Entries from a pointing dataset
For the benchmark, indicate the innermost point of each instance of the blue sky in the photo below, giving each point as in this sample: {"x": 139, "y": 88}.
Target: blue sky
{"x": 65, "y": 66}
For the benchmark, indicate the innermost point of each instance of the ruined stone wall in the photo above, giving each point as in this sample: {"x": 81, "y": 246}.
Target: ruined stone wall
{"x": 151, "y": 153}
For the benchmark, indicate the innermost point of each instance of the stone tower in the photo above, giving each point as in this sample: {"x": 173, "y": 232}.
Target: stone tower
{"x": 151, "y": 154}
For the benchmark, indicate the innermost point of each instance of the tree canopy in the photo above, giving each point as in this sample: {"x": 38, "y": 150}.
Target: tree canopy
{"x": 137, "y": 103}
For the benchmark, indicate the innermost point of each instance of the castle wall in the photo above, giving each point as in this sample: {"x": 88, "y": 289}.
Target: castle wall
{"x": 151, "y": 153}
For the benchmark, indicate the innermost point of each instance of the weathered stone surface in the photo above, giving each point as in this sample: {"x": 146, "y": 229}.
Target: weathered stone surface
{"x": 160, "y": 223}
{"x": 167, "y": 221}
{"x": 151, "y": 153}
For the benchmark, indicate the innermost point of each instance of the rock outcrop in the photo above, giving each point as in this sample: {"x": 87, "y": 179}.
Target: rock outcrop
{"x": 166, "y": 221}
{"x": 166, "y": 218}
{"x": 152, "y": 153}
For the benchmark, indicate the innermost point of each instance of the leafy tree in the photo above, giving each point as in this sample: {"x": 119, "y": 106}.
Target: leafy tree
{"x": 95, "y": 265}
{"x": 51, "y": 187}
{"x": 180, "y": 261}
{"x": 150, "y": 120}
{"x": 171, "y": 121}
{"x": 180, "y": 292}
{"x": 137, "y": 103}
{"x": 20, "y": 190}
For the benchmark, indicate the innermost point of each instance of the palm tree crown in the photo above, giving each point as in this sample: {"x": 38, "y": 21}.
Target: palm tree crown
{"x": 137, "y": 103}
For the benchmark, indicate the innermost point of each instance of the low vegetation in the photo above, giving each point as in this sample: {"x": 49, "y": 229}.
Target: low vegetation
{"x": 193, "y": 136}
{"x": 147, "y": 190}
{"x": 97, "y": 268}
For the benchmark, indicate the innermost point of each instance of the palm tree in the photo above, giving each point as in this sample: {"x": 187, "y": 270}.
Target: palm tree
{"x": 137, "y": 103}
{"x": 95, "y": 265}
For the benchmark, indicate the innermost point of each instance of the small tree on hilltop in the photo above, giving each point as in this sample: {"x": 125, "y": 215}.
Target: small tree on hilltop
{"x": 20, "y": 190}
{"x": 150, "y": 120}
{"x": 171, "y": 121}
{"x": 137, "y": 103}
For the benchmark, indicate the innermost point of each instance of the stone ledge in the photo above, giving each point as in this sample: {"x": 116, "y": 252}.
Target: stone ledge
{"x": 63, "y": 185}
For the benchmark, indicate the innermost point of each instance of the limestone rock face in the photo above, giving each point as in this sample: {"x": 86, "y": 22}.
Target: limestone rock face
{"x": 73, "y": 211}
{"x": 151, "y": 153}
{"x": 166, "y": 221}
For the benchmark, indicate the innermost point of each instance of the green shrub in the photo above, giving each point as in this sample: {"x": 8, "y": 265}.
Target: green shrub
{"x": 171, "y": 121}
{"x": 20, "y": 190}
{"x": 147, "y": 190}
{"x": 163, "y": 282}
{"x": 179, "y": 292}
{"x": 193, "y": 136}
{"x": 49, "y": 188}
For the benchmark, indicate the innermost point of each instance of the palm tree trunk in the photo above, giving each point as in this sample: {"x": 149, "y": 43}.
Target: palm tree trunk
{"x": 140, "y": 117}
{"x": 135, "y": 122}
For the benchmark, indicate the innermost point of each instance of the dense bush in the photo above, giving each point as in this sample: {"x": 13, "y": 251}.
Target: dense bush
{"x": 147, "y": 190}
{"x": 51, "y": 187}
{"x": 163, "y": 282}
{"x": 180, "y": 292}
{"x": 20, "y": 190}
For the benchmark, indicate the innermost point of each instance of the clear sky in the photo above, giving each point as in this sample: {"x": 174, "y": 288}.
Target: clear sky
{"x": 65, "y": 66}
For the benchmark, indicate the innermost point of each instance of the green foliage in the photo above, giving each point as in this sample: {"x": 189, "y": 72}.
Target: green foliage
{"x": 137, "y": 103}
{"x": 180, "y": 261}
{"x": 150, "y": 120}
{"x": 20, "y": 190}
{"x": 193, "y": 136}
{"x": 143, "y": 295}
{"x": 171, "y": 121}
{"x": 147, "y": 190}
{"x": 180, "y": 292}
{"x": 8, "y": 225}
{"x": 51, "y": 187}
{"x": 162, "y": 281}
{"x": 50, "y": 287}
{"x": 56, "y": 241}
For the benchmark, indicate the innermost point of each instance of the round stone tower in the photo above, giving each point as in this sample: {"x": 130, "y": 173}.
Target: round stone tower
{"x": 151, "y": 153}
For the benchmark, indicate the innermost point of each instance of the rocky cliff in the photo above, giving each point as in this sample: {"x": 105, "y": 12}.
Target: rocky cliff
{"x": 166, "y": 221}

_SET EXERCISE_
Repeat the line that contains "of the limestone", then every line after it until the records end, with nothing added.

_REPLY_
For the benchmark, indicate the innermost point of each instance of the limestone rock face in the photo above, giving each point as in this sample: {"x": 86, "y": 22}.
Target: limestone rock face
{"x": 73, "y": 211}
{"x": 151, "y": 153}
{"x": 166, "y": 221}
For the benchmark, indicate the innermost point of each instance of the green shrub in the photo above, giving each point as in this sample: {"x": 8, "y": 265}.
Target: green shrub
{"x": 171, "y": 121}
{"x": 20, "y": 190}
{"x": 147, "y": 190}
{"x": 163, "y": 282}
{"x": 179, "y": 292}
{"x": 193, "y": 136}
{"x": 49, "y": 188}
For the benchmark, indicate the innermost point of each instance of the palm tree trunk in the photo above, giving each point as in this sample: {"x": 149, "y": 43}.
Target: palm tree trunk
{"x": 140, "y": 117}
{"x": 135, "y": 122}
For the benchmark, indicate the innermost point of each instance of the dense bush in the photo above, giving each point as in this sample: {"x": 13, "y": 251}.
Target: dense bush
{"x": 147, "y": 190}
{"x": 51, "y": 187}
{"x": 163, "y": 282}
{"x": 180, "y": 292}
{"x": 20, "y": 190}
For the benchmark, indicate the innermost point of each instance of the clear sky in the photo above, giving each point as in this sample: {"x": 174, "y": 288}.
Target: clear sky
{"x": 65, "y": 66}
For the benchmark, indicate the innermost point of each instance of the green foliage in the photo above, giving each point as in this sample: {"x": 189, "y": 72}.
Target: green foliage
{"x": 137, "y": 103}
{"x": 180, "y": 261}
{"x": 150, "y": 120}
{"x": 20, "y": 190}
{"x": 193, "y": 136}
{"x": 143, "y": 295}
{"x": 171, "y": 121}
{"x": 147, "y": 190}
{"x": 180, "y": 292}
{"x": 8, "y": 225}
{"x": 51, "y": 187}
{"x": 162, "y": 281}
{"x": 50, "y": 287}
{"x": 56, "y": 241}
For the benchmark, indicate the innermost point of each instance of the round stone tower in the photo above, giving each point as in this sample: {"x": 130, "y": 173}.
Target: round stone tower
{"x": 151, "y": 153}
For the benchmark, indicate the innermost point of each instance of the rocky cliff in the photo above, giving each point as in this sample: {"x": 105, "y": 12}.
Target: rocky cliff
{"x": 166, "y": 221}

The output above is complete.